Texte fourni>
Automobile

Fiat lux !

Par Christian Simenc · Le Journal des Arts

Le 24 septembre 2004 - 808 mots

L’artiste James Turrell vient de mettre en lumière le nouveau Centre de design du Groupe PSA Peugeot Citroën.

 VELIZY - Un parking de Vélizy (Yvelines), mardi 14 septembre, peu avant minuit. Assis devant un petit camping-car, l’œil rivé sur un écran d’ordinateur, James Turrell est en train de peaufiner la mise en lumière du tout nouveau Centre de design de PSA Peugeot Citroën, situé juste en face, de l’autre côté de la N118. La nuit est douce et belle. « Lorsque Robert Peugeot [le directeur Innovation et Qualité du Groupe PSA Peugeot Citroën] m’a proposé ce travail, je me suis demandé comment éclairer un bâtiment aussi long – 220 m –, explique l’artiste californien. Essayer d’être sensible avec un édifice de cette taille, c’était pour moi comme caresser un éléphant ! » Dans le sens du poil, semble-t-il, car Turrell a joliment dompté la bête. Il explique : « Je suis parti des trois couleurs primaires – rouge, vert, bleu –, puis, comme un musicien, j’ai construit des thèmes : une couleur unie sur l’ensemble du bâtiment, des nuances qui distinguent les différents étages, d’autres qui se modulent horizontalement de bas en haut, enfin, des couleurs qui varient verticalement. » Turrell a aussi pensé en fonction des différents plans du bâtiment – proches, lointains – et des matériaux – béton, verre. En mixant thèmes et couleurs primaires, il a obtenu une palette de quelques milliers de nuances, laquelle conserve néanmoins quelques mystères. Chez lui, par exemple, bleu plus jaune égalent… blanc.

Données enregistrées>
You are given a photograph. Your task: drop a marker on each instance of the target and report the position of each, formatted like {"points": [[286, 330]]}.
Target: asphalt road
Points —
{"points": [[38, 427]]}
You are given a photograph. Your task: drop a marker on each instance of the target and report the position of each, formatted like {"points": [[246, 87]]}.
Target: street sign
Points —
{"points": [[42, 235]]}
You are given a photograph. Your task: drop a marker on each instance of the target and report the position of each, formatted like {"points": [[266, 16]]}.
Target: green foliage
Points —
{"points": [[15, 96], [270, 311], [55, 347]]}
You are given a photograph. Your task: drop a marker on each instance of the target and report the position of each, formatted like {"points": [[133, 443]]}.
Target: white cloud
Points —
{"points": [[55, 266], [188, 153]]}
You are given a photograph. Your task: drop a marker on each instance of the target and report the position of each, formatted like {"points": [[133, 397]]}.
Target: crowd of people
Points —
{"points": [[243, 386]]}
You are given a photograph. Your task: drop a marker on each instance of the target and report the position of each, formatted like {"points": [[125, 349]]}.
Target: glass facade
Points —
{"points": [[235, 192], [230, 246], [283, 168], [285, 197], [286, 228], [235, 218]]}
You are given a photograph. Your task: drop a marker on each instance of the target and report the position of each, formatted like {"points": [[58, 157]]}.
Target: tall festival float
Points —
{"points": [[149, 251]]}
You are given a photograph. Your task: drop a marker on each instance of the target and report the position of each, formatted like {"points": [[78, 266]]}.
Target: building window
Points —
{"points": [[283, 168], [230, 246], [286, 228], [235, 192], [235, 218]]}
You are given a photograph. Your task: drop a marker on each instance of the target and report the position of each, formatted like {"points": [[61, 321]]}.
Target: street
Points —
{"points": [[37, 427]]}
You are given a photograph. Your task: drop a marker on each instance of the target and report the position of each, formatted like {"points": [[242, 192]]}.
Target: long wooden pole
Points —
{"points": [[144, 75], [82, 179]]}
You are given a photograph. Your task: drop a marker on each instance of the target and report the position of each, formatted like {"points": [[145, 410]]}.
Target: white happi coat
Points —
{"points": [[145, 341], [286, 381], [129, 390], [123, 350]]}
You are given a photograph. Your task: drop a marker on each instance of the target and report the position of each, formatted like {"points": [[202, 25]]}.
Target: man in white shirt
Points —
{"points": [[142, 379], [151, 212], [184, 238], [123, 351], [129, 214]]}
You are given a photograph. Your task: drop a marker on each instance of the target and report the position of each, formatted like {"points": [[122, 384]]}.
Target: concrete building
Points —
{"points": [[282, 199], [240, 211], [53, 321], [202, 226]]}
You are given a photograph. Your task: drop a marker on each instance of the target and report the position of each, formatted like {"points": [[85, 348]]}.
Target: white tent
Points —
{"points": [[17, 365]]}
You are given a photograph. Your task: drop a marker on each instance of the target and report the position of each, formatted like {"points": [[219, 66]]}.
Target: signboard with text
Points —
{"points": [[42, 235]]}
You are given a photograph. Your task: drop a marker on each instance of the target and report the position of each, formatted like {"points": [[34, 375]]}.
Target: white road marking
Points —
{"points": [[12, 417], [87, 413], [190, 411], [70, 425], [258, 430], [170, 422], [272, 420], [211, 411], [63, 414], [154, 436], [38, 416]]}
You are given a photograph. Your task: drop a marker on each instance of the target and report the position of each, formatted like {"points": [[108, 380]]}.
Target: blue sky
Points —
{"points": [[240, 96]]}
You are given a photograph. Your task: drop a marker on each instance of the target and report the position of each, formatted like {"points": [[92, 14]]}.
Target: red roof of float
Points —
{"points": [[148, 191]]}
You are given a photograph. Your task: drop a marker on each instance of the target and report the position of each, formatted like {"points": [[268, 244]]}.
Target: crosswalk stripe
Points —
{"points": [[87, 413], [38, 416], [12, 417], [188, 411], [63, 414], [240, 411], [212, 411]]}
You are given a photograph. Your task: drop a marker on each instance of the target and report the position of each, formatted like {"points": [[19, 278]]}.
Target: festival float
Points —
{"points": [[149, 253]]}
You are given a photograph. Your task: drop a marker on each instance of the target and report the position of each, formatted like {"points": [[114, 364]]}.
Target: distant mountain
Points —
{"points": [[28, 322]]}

Consigne>
Résumez en deux phrases l'article sur la mise en lumière du Centre de design de PSA Peugeot Citroën.

Corrigé>
Sur proposition de Robert Peugeot, l'artiste californien James Turrell a conçu la mise en lumière du nouveau Centre de design de PSA Peugeot Citroën à Vélizy, un bâtiment long de 220 m. À partir du rouge, du vert et du bleu, il a construit des thèmes (une couleur unie sur tout l'édifice, des nuances selon les étages, des couleurs variant horizontalement ou verticalement) et a obtenu une palette de quelques milliers de nuances.